Copy the lines below without any change, starting with the line that contains "Your task is to find every instance of heron's body" and ending with the line that contains "[108,32,318,253]", including both of those lines.

------------------------

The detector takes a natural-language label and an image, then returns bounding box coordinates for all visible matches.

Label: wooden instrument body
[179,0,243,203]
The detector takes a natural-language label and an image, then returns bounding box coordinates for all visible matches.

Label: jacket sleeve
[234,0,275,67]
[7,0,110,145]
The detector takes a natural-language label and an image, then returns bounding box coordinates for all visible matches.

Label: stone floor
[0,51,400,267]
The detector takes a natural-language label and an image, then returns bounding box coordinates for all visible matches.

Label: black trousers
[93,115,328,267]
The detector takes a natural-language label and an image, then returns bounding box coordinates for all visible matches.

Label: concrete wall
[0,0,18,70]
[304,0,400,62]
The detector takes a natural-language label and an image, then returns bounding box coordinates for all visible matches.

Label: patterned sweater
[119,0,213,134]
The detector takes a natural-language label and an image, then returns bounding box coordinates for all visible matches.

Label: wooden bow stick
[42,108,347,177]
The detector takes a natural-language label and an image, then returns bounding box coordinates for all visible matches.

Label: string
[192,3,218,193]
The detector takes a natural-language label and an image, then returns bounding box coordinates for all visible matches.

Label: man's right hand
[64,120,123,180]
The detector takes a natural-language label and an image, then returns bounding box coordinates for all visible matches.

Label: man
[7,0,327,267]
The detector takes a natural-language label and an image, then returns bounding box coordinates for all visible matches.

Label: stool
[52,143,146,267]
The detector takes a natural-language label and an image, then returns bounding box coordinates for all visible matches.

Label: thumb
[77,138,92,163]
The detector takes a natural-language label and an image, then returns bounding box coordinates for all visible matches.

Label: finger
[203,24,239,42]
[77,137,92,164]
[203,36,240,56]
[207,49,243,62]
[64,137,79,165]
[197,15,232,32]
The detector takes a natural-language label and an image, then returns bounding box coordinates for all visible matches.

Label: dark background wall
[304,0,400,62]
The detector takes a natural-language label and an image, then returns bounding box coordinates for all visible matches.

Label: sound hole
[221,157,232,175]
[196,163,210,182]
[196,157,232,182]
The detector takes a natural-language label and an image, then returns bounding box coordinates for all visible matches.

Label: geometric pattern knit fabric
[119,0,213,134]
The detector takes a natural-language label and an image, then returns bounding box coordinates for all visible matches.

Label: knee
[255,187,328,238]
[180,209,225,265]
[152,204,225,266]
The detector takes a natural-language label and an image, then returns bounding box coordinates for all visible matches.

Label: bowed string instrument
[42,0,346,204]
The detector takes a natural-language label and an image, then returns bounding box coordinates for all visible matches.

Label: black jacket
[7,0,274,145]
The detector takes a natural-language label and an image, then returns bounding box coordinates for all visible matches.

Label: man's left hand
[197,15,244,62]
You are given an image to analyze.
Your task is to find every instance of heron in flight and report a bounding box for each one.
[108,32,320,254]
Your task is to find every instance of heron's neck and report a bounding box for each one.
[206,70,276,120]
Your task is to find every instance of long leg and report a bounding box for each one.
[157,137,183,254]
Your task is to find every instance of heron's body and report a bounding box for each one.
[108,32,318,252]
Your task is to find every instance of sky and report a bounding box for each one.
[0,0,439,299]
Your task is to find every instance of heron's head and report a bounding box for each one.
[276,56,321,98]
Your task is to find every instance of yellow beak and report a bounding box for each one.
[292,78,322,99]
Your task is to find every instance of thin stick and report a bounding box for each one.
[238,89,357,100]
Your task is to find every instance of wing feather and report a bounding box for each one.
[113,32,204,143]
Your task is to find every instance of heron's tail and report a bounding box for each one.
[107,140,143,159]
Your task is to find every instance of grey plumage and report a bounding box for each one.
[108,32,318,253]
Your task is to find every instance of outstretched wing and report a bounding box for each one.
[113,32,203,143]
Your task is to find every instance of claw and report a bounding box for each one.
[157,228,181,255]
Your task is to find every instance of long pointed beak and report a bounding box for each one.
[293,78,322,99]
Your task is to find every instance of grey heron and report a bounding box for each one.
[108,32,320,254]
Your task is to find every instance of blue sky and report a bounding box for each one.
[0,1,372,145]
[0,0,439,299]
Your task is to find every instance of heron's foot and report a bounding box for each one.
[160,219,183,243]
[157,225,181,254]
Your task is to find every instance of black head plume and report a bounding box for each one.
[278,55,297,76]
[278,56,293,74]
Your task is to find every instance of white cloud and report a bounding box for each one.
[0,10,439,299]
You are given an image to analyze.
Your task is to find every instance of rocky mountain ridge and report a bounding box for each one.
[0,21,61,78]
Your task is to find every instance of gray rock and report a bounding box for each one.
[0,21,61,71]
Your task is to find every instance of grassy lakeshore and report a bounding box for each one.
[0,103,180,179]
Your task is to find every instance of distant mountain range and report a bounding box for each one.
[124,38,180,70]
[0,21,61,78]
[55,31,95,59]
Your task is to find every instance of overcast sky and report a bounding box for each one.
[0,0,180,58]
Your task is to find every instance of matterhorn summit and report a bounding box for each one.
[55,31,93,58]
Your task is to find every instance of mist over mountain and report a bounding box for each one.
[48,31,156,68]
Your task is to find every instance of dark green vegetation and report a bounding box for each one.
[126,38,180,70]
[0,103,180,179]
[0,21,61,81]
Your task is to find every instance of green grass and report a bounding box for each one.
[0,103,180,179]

------------------------

> _Response below_:
Your task is to find every instance of heron's body and report a bounding box for each one.
[108,32,318,252]
Your task is to find every instance of sky and report a bounding box for each one.
[0,0,439,299]
Your task is to find every instance of heron's head and report a bounding box for each one.
[276,56,321,98]
Your task is to find every instance of yellow beak and report a bounding box for each one.
[292,78,322,99]
Your task is to find every instance of thin stick and report a bounding box for each one.
[238,89,357,100]
Your task is to find every instance of wing feather and report a bounding box for each one.
[113,32,204,143]
Your task is to find every instance of heron's tail and report a bounding box for each one.
[107,140,143,159]
Your task is to find every instance of grey plumage and report a bounding box for each one.
[108,32,318,253]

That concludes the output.